Start of Records shown
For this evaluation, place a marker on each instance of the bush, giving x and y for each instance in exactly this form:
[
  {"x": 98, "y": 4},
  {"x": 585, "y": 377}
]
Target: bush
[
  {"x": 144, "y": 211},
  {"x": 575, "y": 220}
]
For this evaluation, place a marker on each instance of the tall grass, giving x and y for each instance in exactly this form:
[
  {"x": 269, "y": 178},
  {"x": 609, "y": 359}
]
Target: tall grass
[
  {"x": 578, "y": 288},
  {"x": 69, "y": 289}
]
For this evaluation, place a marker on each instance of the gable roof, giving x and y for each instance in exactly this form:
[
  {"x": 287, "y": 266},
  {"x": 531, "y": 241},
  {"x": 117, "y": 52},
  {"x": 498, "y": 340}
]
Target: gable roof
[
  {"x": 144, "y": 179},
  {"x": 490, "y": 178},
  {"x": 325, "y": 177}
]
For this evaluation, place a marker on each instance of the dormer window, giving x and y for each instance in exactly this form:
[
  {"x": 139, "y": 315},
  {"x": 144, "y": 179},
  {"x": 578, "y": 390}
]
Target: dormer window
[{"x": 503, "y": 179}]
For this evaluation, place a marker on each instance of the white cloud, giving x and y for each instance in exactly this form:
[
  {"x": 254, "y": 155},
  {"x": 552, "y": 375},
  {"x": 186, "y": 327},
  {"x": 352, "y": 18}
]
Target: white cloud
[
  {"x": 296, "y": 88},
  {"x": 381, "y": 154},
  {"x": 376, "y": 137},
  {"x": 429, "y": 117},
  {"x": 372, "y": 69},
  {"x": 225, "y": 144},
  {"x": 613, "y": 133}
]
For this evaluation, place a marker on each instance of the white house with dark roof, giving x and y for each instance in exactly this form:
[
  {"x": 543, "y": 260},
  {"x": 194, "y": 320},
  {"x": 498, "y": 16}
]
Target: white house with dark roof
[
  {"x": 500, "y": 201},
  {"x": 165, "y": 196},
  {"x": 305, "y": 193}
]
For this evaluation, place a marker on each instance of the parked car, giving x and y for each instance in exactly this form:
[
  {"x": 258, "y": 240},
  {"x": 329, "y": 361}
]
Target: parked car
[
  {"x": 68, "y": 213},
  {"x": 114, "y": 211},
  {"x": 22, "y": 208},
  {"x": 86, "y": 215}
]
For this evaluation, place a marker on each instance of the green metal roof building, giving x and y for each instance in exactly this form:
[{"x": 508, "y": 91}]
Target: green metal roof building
End of Records shown
Format the stretch of the items above, from the line containing "of the dormer" through the end of the items, as a JSON list of strings with one string per line, omitting any blank lines.

- Solution for this problem
[
  "For this evaluation, place a marker on each instance of the dormer window, giving x and y for each instance in exactly this form:",
  "[",
  "  {\"x\": 139, \"y\": 315},",
  "  {\"x\": 144, \"y\": 179},",
  "  {\"x\": 578, \"y\": 390}",
  "]",
  "Target: dormer window",
  "[{\"x\": 503, \"y\": 179}]",
  "For this evaluation, place a marker on each instance of the white cloud, giving x and y for each instance in exactly this form:",
  "[",
  "  {\"x\": 254, \"y\": 155},",
  "  {\"x\": 552, \"y\": 375},",
  "  {\"x\": 186, \"y\": 327},",
  "  {\"x\": 352, \"y\": 18}",
  "]",
  "Target: white cloud",
  "[",
  "  {\"x\": 296, \"y\": 88},",
  "  {\"x\": 381, \"y\": 154},",
  "  {\"x\": 376, \"y\": 137},",
  "  {\"x\": 429, \"y\": 117},",
  "  {\"x\": 372, \"y\": 69},",
  "  {\"x\": 225, \"y\": 144},",
  "  {\"x\": 613, \"y\": 133}",
  "]",
  "For this evaluation, place a marker on each instance of the white house with dark roof, giving x and y for each instance in exactly this form:",
  "[",
  "  {\"x\": 543, \"y\": 260},",
  "  {\"x\": 194, \"y\": 320},",
  "  {\"x\": 498, \"y\": 16}",
  "]",
  "Target: white house with dark roof",
  "[",
  "  {\"x\": 500, \"y\": 201},",
  "  {\"x\": 165, \"y\": 196},",
  "  {\"x\": 305, \"y\": 193}",
  "]",
  "For this evaluation, place a marker on each instance of the parked car, giving x and y for each instance in exactly this form:",
  "[",
  "  {\"x\": 258, \"y\": 240},",
  "  {\"x\": 329, \"y\": 361}",
  "]",
  "Target: parked car",
  "[",
  "  {\"x\": 68, \"y\": 213},",
  "  {\"x\": 114, \"y\": 211},",
  "  {\"x\": 22, \"y\": 208},",
  "  {\"x\": 86, \"y\": 215}",
  "]",
  "For this evaluation, place a marker on each instance of the green metal roof building, giving x and y for each instance in exactly this form:",
  "[{\"x\": 508, \"y\": 91}]",
  "Target: green metal roof building"
]